§ Assignment
Please retype the records below exactly as they appear, but leave out the pictures.

═══ The data ═══

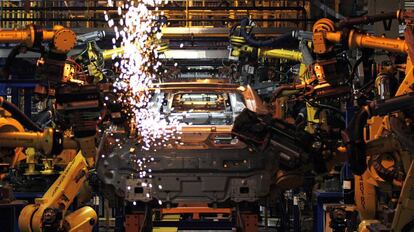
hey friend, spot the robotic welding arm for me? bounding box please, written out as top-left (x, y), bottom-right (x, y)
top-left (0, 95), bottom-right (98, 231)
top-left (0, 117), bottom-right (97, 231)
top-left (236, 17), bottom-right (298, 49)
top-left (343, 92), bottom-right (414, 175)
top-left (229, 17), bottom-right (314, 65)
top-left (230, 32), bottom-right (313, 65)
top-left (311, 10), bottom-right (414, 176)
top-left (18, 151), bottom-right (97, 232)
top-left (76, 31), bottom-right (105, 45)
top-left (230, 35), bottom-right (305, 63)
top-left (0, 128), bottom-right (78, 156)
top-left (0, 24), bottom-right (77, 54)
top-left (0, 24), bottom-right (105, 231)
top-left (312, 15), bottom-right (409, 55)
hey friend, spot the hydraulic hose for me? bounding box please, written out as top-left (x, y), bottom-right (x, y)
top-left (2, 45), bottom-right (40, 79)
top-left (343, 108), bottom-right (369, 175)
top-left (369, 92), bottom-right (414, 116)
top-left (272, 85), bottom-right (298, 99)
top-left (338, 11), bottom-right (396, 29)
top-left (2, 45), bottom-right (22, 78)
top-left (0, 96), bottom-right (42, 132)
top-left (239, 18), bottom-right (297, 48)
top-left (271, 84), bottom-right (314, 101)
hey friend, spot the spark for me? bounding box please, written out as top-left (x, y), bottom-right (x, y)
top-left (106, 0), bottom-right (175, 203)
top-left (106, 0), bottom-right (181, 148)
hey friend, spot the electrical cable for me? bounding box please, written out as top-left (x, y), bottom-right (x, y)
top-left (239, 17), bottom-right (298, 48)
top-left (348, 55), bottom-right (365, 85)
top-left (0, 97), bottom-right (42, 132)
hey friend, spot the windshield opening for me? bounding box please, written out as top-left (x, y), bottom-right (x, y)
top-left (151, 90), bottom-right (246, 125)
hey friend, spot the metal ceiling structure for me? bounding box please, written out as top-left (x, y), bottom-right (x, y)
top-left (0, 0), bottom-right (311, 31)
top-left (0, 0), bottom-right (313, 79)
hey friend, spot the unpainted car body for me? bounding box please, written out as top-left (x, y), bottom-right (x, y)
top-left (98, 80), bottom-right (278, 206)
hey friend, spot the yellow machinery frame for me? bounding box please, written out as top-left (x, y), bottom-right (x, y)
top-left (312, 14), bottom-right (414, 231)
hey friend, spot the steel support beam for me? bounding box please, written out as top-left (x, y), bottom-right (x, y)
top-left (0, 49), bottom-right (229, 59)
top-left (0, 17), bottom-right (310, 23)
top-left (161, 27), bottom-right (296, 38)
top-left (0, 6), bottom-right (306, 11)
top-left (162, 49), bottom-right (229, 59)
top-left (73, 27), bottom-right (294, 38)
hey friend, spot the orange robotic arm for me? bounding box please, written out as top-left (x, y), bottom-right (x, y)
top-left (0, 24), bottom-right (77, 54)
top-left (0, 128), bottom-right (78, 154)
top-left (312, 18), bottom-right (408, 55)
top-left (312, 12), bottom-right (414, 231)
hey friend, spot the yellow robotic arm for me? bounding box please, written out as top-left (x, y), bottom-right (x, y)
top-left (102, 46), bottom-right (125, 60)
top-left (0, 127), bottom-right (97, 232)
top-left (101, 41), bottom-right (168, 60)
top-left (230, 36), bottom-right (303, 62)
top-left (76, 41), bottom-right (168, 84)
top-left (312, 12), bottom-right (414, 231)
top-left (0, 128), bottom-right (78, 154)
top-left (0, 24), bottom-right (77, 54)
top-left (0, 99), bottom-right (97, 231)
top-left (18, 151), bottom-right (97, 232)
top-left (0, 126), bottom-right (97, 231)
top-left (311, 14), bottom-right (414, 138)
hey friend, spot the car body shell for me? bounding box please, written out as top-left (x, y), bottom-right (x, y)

═══

§ Written response
hey friend, spot the robotic welding arm for me? bounding box please, written out as top-left (x, y), bottom-right (x, y)
top-left (0, 95), bottom-right (98, 231)
top-left (0, 117), bottom-right (97, 231)
top-left (236, 17), bottom-right (298, 49)
top-left (343, 92), bottom-right (414, 175)
top-left (229, 17), bottom-right (314, 65)
top-left (230, 32), bottom-right (313, 65)
top-left (311, 10), bottom-right (414, 176)
top-left (18, 151), bottom-right (97, 232)
top-left (76, 31), bottom-right (105, 45)
top-left (230, 35), bottom-right (305, 63)
top-left (0, 128), bottom-right (78, 156)
top-left (0, 24), bottom-right (77, 54)
top-left (0, 24), bottom-right (105, 231)
top-left (312, 15), bottom-right (409, 55)
hey friend, spot the hydraulic hose for me? bounding box please, written out as top-left (x, y), bottom-right (x, y)
top-left (2, 45), bottom-right (40, 79)
top-left (343, 108), bottom-right (369, 175)
top-left (369, 92), bottom-right (414, 116)
top-left (272, 85), bottom-right (298, 99)
top-left (338, 11), bottom-right (396, 29)
top-left (2, 45), bottom-right (22, 78)
top-left (0, 96), bottom-right (42, 132)
top-left (239, 18), bottom-right (297, 48)
top-left (271, 84), bottom-right (314, 101)
hey friend, spot the spark for me? bounding box please, written out as top-left (x, y), bottom-right (x, y)
top-left (106, 0), bottom-right (175, 203)
top-left (106, 0), bottom-right (181, 148)
hey friend, spot the electrical cable for me? bounding box please, written out as top-left (x, y), bottom-right (x, y)
top-left (239, 17), bottom-right (298, 48)
top-left (348, 55), bottom-right (365, 85)
top-left (0, 97), bottom-right (42, 132)
hey friend, spot the windshield opening for me? bounding box please, written out as top-left (x, y), bottom-right (x, y)
top-left (151, 90), bottom-right (246, 125)
hey friend, spot the metal ceiling structure for me? bounding box please, written out as top-left (x, y), bottom-right (x, y)
top-left (0, 0), bottom-right (311, 31)
top-left (0, 0), bottom-right (313, 79)
hey friend, spot the unpainted car body for me? bounding box please, written out as top-left (x, y), bottom-right (x, y)
top-left (98, 80), bottom-right (278, 206)
hey friend, spot the yellow machinery frame for me? bounding box please, written out as top-left (x, y), bottom-right (x, y)
top-left (312, 14), bottom-right (414, 231)
hey friend, spot the steel support beam for me? bounding box please, written out as top-left (x, y), bottom-right (x, y)
top-left (0, 49), bottom-right (229, 59)
top-left (0, 17), bottom-right (310, 23)
top-left (161, 27), bottom-right (296, 38)
top-left (0, 6), bottom-right (306, 11)
top-left (162, 49), bottom-right (229, 59)
top-left (73, 27), bottom-right (294, 38)
hey friend, spot the orange robotic arm for me? bounding box please, written out as top-left (x, y), bottom-right (x, y)
top-left (0, 24), bottom-right (77, 54)
top-left (0, 128), bottom-right (78, 154)
top-left (312, 18), bottom-right (408, 55)
top-left (312, 12), bottom-right (414, 231)
hey friend, spot the yellow robotic arm for me? bounding box please, written out as top-left (x, y), bottom-right (x, y)
top-left (102, 46), bottom-right (125, 60)
top-left (0, 127), bottom-right (97, 232)
top-left (101, 41), bottom-right (168, 60)
top-left (230, 36), bottom-right (303, 62)
top-left (76, 41), bottom-right (168, 84)
top-left (312, 12), bottom-right (414, 231)
top-left (0, 128), bottom-right (78, 154)
top-left (0, 24), bottom-right (77, 54)
top-left (0, 99), bottom-right (97, 231)
top-left (18, 151), bottom-right (97, 232)
top-left (0, 126), bottom-right (97, 231)
top-left (311, 14), bottom-right (414, 138)
hey friend, spot the car body shell for me? bounding box please, written out as top-left (x, y), bottom-right (x, y)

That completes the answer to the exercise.